(Dataset entries)
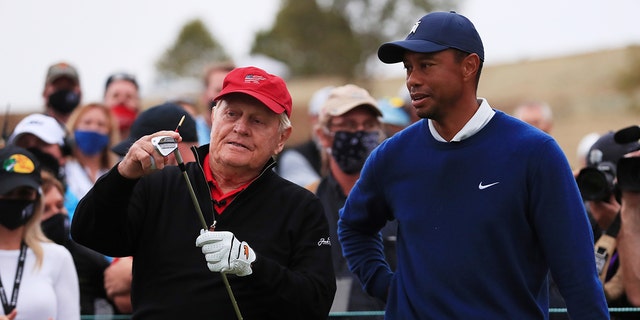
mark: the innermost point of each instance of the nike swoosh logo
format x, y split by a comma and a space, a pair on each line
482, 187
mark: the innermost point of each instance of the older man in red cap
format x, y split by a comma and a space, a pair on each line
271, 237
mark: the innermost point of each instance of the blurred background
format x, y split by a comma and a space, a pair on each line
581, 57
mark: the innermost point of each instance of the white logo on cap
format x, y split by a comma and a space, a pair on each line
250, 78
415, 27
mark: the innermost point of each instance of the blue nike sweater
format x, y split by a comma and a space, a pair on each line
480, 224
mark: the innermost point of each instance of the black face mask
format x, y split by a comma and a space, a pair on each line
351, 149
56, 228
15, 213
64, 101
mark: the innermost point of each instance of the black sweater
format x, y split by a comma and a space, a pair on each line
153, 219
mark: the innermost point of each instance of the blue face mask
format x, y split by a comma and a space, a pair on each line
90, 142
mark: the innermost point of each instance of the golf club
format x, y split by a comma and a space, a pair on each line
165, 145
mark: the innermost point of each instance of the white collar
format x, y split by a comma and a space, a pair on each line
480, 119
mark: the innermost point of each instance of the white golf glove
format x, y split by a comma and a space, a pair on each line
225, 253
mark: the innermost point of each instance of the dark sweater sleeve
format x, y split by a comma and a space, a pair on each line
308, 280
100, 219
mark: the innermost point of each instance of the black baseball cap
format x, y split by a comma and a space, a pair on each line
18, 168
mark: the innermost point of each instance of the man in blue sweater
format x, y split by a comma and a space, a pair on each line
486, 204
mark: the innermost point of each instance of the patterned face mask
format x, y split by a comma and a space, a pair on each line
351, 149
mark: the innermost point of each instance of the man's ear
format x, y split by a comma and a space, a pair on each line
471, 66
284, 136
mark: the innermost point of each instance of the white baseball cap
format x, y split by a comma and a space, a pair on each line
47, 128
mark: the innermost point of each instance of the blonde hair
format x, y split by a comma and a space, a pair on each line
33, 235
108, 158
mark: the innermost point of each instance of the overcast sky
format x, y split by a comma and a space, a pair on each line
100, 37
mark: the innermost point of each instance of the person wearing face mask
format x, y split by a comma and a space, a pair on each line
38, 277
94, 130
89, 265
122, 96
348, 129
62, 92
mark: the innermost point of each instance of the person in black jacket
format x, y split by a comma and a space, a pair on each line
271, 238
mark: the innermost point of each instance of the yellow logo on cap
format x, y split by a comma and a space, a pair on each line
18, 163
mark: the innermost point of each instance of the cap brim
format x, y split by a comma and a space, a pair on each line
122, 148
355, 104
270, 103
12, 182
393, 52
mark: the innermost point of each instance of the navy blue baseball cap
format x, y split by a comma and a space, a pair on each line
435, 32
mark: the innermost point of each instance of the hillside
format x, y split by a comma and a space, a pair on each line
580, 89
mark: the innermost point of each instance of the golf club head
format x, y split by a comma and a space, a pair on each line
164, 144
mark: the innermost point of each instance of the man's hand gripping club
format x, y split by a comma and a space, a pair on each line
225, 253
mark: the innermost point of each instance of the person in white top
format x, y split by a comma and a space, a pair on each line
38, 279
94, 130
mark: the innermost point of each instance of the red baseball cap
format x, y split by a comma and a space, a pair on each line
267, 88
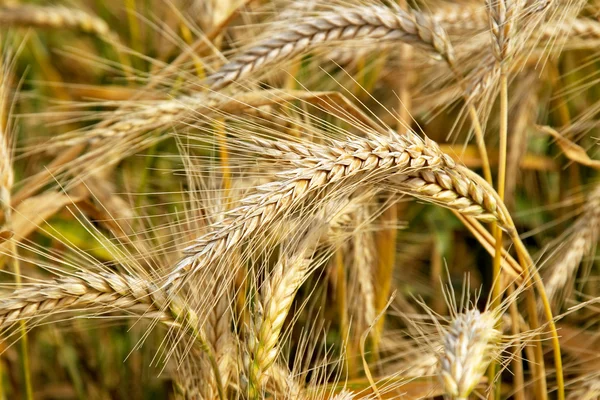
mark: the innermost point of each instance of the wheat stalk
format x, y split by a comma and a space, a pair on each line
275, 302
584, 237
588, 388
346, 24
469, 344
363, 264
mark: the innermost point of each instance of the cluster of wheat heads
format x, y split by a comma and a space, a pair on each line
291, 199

---

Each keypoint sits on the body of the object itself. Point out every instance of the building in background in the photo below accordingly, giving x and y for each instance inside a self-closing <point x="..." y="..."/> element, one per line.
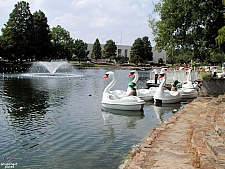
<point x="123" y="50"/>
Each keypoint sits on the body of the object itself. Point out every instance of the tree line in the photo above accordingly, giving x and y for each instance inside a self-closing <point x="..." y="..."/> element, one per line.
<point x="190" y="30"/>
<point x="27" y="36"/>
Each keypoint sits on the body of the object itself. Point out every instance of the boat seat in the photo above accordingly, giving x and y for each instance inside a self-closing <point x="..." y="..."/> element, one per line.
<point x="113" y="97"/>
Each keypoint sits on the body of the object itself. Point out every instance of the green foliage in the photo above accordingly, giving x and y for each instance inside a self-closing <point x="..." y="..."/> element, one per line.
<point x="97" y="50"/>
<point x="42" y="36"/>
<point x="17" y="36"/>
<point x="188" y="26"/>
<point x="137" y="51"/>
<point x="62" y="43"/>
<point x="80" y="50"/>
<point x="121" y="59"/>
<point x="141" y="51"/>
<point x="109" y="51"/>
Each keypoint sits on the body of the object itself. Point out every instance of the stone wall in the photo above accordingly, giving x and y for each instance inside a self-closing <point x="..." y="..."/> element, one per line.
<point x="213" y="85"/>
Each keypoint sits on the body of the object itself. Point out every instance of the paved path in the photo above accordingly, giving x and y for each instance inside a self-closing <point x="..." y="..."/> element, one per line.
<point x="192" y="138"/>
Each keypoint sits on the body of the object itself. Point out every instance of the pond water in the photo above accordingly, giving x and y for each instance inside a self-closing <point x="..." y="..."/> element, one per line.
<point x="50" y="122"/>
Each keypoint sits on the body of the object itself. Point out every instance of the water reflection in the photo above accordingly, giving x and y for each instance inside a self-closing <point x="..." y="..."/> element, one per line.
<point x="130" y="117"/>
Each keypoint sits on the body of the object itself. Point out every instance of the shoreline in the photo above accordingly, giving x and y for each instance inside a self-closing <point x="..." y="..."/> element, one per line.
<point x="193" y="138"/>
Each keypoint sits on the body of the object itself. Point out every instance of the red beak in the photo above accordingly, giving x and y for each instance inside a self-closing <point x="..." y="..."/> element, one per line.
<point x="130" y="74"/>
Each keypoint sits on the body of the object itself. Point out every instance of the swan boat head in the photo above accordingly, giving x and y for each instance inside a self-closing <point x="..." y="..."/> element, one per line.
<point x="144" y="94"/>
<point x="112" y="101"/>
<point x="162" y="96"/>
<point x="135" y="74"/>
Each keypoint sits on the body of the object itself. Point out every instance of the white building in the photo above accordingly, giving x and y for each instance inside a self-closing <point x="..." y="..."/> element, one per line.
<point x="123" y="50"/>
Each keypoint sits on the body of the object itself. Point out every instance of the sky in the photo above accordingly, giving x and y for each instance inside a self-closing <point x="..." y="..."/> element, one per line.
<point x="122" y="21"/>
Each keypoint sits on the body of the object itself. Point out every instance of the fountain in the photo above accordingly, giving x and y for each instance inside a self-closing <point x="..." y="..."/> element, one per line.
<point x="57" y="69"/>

*WHAT IS BEING ASKED*:
If a line in the records contains the word "blue", copy it.

*REPLY TO THE EXERCISE*:
mark: the innermost point of each instance of the blue nike sweater
mark: the innermost point of each instance of the blue face mask
mark: the innermost point of each instance of the man in blue sweater
mark: the innermost point of each instance of the navy blue baseball cap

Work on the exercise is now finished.